Excerpt provided>
The first thermonuclear device, Mike, had a Krause-Ogle box 1.7 miles long. SLAC is 2 miles long, LIGO's arms are 2.5 miles long. Laser-leveling is a mixed blessing. Light falls at gee = 19.6 m/sec^2 but it gets from here to there at a foot/nanoseond.

Free fall chord tunnels, 40 minutes to anywhere with only friction compensation needed, have three issues: A rather large volume of rock must be excavated. The air must be pumped out to vacuum (the first few runs are displacement vacuum pumps themselves). 80-100 miles deep is the diamond stability zone.

Hm, I was confused by the transition from the penultimate equation (for acceleration) to the final equation (for period) until I went to wikipedia and read that for small angle approximation, T = 2pi(length of "string"/g).

Given that, though, what's the point of Matt's second to last sentence in the paragraph before the equation for T, "The angular frequency of an object in simple harmonic motion is the square root of the term in front of the x." I'm sure that's correct, but I'm not getting why it's worth mentioning. My presumption would be that it allows us to derive the equation for T (i.e., T = 2pi(length of "string"/g)) but I don't see how. Probably because I'm an ignoramus. Any help is welcome, though.

-Oss

Er, sorry, but in the final equation -- for the period T -- I get that T = 1/f and that's why sqrt(g/Re) --> sqrt(Re/g) is where I get lost. How is Matt going from the preceding equation -- acceleration equals (-g/Re)*x -- to the equation for T?

Gah! Sorry, the words after my sig in the above post are superfluous, I should have deleted them -- they were part of my initial, aborted way of phrasing my post.

Ossicle, angular frequency is two pi times the frequency f. The reason for using angular frequency is just to make the sin and cos terms in the actual solution of the differential equation easier to work with. Since we're only after the period here, we don't really need to worry about any of it except for finding T. Formally speaking,

w = 2 pi f, and T = 1/f

which lead to

T = 2 pi (1/w)

Edit: Blarg, apparently special characters don't typeset properly in the comments. I've renamed the angular frequency to w above to work around that.

Matt, I know you have to use the HTML escape sequences to get accented Latin characters. Are there comparable escape sequences for Greek letters? In other words, does typing "ω" give you an ω? (Consider this an experiment: if that last sentence typeset correctly, the answer is yes.)

By Eric Lund (not verified) on 12 Nov 2008 #permalink

Perhaps you could use dry ice to create a gas-bearing; a sort of "frictionless hockey puck" to replace the ball. That would lower the bar some relative to table flatness.

As was pointed out, coriolis is a factor. Intuition (and 8th grade physics) tells me that it would not allow a real setup to last long anyway (ie, the "ball" would fall off the table), except perhaps in an east-west scenario. Even there, wouldn't coriolis cause the ball to overshoot to the west, and undershoot to the east?

Ok, my eight grade physics teacher (may he rest in peace, from now on, anyways) just called and he says the ball won't fall off the table because "the center of the table is the 'lowest' point in the system..."

Thank you, Matt!

Instruction A>
In the comment thread, what depth is named as the diamond stability zone?
Instruction B>
Return the stretch of the comment thread from "The first thermonuclear" through "at a foot/nanoseond.", copied word for word.

Data excerpts>
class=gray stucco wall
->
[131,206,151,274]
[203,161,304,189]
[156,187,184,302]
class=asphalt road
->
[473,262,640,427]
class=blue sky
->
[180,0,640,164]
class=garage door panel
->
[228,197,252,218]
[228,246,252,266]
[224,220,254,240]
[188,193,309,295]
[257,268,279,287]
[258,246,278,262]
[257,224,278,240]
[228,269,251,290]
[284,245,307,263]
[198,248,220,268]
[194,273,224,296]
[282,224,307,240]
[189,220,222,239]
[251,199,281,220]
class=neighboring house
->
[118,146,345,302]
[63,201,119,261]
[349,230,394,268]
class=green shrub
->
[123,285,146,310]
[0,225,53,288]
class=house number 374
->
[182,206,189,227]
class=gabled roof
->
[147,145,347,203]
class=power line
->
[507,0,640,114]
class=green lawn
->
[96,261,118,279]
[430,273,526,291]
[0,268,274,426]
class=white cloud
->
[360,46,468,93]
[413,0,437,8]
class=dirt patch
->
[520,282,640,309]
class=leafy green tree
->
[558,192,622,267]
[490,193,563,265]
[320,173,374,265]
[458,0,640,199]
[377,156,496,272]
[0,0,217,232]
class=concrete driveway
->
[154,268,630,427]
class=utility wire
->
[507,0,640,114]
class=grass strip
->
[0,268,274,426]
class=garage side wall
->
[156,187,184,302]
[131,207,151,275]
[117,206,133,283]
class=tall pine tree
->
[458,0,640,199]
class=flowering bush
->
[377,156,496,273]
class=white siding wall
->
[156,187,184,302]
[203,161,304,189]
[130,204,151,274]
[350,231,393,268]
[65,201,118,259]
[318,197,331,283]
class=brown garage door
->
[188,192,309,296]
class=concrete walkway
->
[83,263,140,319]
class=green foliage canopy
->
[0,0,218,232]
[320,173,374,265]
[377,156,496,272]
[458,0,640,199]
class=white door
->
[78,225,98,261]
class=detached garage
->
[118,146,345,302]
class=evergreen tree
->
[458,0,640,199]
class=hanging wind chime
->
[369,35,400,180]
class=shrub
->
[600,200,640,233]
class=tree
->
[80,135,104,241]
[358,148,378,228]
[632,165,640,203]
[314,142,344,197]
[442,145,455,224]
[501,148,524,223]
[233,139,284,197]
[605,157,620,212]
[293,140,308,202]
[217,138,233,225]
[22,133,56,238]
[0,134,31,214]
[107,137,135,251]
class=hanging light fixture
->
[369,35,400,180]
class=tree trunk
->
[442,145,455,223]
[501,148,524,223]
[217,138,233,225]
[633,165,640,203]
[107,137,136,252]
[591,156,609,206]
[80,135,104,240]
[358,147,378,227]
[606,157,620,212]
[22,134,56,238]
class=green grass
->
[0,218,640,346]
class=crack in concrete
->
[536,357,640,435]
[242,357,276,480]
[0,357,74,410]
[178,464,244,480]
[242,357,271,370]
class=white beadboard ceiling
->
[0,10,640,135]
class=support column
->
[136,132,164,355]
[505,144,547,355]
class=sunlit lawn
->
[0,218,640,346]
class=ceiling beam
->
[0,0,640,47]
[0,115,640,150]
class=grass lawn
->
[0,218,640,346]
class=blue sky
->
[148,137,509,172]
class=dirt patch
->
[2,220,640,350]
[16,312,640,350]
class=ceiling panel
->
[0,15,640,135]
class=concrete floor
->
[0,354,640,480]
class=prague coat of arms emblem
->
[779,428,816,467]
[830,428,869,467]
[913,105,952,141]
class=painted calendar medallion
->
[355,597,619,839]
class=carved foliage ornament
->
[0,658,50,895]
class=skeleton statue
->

Full solution A>
80-100 miles deep.

Full solution B>
The first thermonuclear device, Mike, had a Krause-Ogle box 1.7 miles long. SLAC is 2 miles long, LIGO's arms are 2.5 miles long. Laser-leveling is a mixed blessing. Light falls at gee = 19.6 m/sec^2 but it gets from here to there at a foot/nanoseond.